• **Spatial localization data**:

★ ★ ★

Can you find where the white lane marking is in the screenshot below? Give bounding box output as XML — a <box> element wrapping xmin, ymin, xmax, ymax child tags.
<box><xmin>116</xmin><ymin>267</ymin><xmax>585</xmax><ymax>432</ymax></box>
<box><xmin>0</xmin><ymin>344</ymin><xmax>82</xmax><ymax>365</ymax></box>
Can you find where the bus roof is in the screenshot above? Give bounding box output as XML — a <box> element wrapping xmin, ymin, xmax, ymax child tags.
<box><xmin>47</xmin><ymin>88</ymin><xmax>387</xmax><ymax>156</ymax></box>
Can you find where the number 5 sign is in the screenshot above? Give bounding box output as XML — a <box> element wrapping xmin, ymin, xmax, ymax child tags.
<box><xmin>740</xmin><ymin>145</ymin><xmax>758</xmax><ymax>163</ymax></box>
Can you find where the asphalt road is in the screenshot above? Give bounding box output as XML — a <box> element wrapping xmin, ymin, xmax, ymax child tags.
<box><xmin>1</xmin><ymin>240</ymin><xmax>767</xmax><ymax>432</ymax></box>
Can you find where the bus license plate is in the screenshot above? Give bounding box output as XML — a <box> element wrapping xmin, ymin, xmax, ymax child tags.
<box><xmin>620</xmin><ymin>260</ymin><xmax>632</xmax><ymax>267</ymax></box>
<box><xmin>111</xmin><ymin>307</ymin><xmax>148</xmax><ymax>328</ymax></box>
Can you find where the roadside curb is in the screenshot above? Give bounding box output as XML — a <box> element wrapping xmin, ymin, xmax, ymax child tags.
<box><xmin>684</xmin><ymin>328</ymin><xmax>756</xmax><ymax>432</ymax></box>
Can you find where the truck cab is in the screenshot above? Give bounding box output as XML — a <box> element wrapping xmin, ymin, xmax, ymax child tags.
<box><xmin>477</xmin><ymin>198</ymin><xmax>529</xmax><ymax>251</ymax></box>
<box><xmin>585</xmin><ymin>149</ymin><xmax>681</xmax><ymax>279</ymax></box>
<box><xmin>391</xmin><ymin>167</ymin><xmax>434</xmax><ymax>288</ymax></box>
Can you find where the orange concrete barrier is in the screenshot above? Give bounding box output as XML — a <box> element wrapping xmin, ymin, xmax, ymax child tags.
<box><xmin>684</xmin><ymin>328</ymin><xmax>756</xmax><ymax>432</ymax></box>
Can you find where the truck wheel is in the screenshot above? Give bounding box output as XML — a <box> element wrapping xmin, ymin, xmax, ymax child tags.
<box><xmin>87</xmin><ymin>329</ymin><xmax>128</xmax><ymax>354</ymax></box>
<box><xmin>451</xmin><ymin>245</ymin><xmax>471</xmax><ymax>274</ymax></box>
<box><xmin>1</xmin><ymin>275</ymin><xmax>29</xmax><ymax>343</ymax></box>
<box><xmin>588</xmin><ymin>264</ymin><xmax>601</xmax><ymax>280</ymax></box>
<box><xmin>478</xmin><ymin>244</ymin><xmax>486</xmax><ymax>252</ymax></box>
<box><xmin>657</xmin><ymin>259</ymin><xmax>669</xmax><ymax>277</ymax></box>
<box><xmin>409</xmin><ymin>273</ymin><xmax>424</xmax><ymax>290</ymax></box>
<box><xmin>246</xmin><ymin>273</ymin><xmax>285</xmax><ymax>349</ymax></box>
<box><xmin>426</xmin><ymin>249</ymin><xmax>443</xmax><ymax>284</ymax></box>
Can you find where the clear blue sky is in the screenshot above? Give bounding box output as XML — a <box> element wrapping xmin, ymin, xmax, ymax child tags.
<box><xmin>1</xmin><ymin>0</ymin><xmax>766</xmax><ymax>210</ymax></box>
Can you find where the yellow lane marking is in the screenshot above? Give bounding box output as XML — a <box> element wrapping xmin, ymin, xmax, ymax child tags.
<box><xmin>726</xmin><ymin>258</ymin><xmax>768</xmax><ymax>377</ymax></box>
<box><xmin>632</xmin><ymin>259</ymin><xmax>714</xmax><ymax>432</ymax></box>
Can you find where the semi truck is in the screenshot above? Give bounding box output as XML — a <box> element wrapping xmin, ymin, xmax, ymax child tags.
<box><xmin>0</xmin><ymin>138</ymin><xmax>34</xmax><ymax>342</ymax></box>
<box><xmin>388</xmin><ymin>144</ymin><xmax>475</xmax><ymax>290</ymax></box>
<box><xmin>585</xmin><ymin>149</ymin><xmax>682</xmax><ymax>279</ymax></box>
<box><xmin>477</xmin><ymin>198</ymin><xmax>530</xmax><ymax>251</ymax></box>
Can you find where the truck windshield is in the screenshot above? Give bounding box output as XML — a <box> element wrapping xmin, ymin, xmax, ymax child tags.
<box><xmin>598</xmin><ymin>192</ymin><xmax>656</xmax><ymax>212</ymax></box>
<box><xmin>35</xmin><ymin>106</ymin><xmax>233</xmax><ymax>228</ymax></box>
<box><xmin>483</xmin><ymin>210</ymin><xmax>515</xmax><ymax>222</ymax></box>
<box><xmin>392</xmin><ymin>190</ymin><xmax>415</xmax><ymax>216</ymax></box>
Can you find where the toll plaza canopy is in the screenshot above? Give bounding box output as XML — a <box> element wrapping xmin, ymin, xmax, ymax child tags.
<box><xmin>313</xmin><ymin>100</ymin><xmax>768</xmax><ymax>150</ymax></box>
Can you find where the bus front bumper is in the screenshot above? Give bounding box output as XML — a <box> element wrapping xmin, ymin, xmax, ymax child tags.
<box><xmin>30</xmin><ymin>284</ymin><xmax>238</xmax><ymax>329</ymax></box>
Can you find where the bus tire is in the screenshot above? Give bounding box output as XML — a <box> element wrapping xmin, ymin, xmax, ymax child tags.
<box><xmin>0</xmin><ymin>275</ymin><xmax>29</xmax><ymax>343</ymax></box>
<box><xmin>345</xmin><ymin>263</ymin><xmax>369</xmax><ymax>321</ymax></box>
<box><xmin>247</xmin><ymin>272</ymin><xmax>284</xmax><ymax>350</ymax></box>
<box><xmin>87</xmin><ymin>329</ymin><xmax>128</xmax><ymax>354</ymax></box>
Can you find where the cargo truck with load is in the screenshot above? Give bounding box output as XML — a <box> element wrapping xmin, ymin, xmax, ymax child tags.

★ ★ ★

Make sure that every entry above is copied out exactly as it stands.

Can you find where the white lane marking is in the screenshot below? Give bounding box output as XML — a <box> element wrapping xmin, ymin, xmax, ymax child tags.
<box><xmin>116</xmin><ymin>267</ymin><xmax>585</xmax><ymax>432</ymax></box>
<box><xmin>0</xmin><ymin>344</ymin><xmax>82</xmax><ymax>365</ymax></box>
Can you find where the bus roof is in the screenshot above? Give bounding box output as XML — a <box> element wrapping xmin, ymin, xmax, ymax child tags.
<box><xmin>47</xmin><ymin>88</ymin><xmax>387</xmax><ymax>156</ymax></box>
Can you find where the number 5 sign is in the screenshot above? Give bounding box output as XML — a <box> element wrapping xmin, ymin, xmax, ymax child tags.
<box><xmin>740</xmin><ymin>145</ymin><xmax>758</xmax><ymax>163</ymax></box>
Can you find where the asphalt road is in the screenshot above? Give bounding box output as XML — a <box> element wrapping xmin, ymin, xmax, ymax child tags.
<box><xmin>1</xmin><ymin>240</ymin><xmax>767</xmax><ymax>432</ymax></box>
Can you find where the bus license plate is in the screenshot above? Give bounding box output as XML — a <box> element wrapping xmin, ymin, xmax, ymax child tags.
<box><xmin>620</xmin><ymin>260</ymin><xmax>632</xmax><ymax>267</ymax></box>
<box><xmin>111</xmin><ymin>307</ymin><xmax>148</xmax><ymax>328</ymax></box>
Can you find where the roadside curb is in the screenshot above? Give bounding box output as XML — a <box> element wrapping xmin, ymin, xmax, ymax child tags.
<box><xmin>684</xmin><ymin>328</ymin><xmax>756</xmax><ymax>432</ymax></box>
Can you find where the truck cab is in the screenshot above? Give bounding box output as XML — a <box> element wrapping xmin, ymin, xmax, ymax child tags.
<box><xmin>477</xmin><ymin>198</ymin><xmax>529</xmax><ymax>251</ymax></box>
<box><xmin>585</xmin><ymin>149</ymin><xmax>681</xmax><ymax>279</ymax></box>
<box><xmin>391</xmin><ymin>167</ymin><xmax>434</xmax><ymax>288</ymax></box>
Can you find where the orange concrete barrier is in the screenshot above? Give bounding box output as XML — a <box> element wrapping xmin, ymin, xmax, ymax child tags.
<box><xmin>684</xmin><ymin>328</ymin><xmax>756</xmax><ymax>432</ymax></box>
Can you find where the truck wheel is in the screenshot above? Give bounding box output as XML — a <box> element wrapping xmin, ymin, xmax, ymax child tags.
<box><xmin>87</xmin><ymin>329</ymin><xmax>128</xmax><ymax>354</ymax></box>
<box><xmin>451</xmin><ymin>245</ymin><xmax>471</xmax><ymax>274</ymax></box>
<box><xmin>1</xmin><ymin>275</ymin><xmax>29</xmax><ymax>343</ymax></box>
<box><xmin>588</xmin><ymin>264</ymin><xmax>601</xmax><ymax>280</ymax></box>
<box><xmin>478</xmin><ymin>244</ymin><xmax>486</xmax><ymax>252</ymax></box>
<box><xmin>657</xmin><ymin>259</ymin><xmax>669</xmax><ymax>277</ymax></box>
<box><xmin>409</xmin><ymin>273</ymin><xmax>424</xmax><ymax>290</ymax></box>
<box><xmin>246</xmin><ymin>273</ymin><xmax>285</xmax><ymax>349</ymax></box>
<box><xmin>426</xmin><ymin>249</ymin><xmax>443</xmax><ymax>284</ymax></box>
Can you find where the clear blue sky is in the screenshot above? Give bounding box output as XML — a <box> element wrapping xmin, ymin, xmax, ymax child tags.
<box><xmin>1</xmin><ymin>0</ymin><xmax>766</xmax><ymax>210</ymax></box>
Can you find where the yellow lane marking is in the screenshot above? Give bounding box output as XML — a <box> element wrapping xmin, ymin, xmax, ymax child tags.
<box><xmin>726</xmin><ymin>258</ymin><xmax>768</xmax><ymax>377</ymax></box>
<box><xmin>632</xmin><ymin>259</ymin><xmax>714</xmax><ymax>432</ymax></box>
Can you find where the semi truck is in the screenshot above? Give bounding box output as XML — a <box> element wrapping xmin, ymin, xmax, ymax child tags.
<box><xmin>0</xmin><ymin>138</ymin><xmax>34</xmax><ymax>342</ymax></box>
<box><xmin>388</xmin><ymin>144</ymin><xmax>475</xmax><ymax>290</ymax></box>
<box><xmin>585</xmin><ymin>149</ymin><xmax>682</xmax><ymax>279</ymax></box>
<box><xmin>477</xmin><ymin>198</ymin><xmax>530</xmax><ymax>251</ymax></box>
Can you find where the truck windshield is in the screenshot above? Give bounding box output as XML — a <box> element wrapping xmin, ymin, xmax, ymax child tags.
<box><xmin>598</xmin><ymin>192</ymin><xmax>656</xmax><ymax>212</ymax></box>
<box><xmin>35</xmin><ymin>106</ymin><xmax>233</xmax><ymax>228</ymax></box>
<box><xmin>483</xmin><ymin>210</ymin><xmax>515</xmax><ymax>222</ymax></box>
<box><xmin>392</xmin><ymin>190</ymin><xmax>415</xmax><ymax>216</ymax></box>
Can you find where the toll plaza canopy is in the screenshot above? Give bounding box output as XML — a <box> element wrapping xmin, ymin, xmax, ymax child tags.
<box><xmin>313</xmin><ymin>100</ymin><xmax>768</xmax><ymax>150</ymax></box>
Can you find where the bus front bumper is in the screenshot above? Give bounding box output as XML — a <box> element wrapping xmin, ymin, xmax, ymax child tags.
<box><xmin>30</xmin><ymin>284</ymin><xmax>238</xmax><ymax>329</ymax></box>
Can you find where the bus tire is in the screenshot above? Give bounding box output as XML — a <box> element wrapping xmin, ymin, xmax, ymax child tags.
<box><xmin>0</xmin><ymin>275</ymin><xmax>29</xmax><ymax>343</ymax></box>
<box><xmin>345</xmin><ymin>263</ymin><xmax>369</xmax><ymax>321</ymax></box>
<box><xmin>247</xmin><ymin>272</ymin><xmax>284</xmax><ymax>350</ymax></box>
<box><xmin>87</xmin><ymin>329</ymin><xmax>128</xmax><ymax>354</ymax></box>
Can you find where the cargo truck with load is in the screenshot above? Give bounding box output as XML — a <box> element wrapping xmin, ymin, xmax, ymax child tags.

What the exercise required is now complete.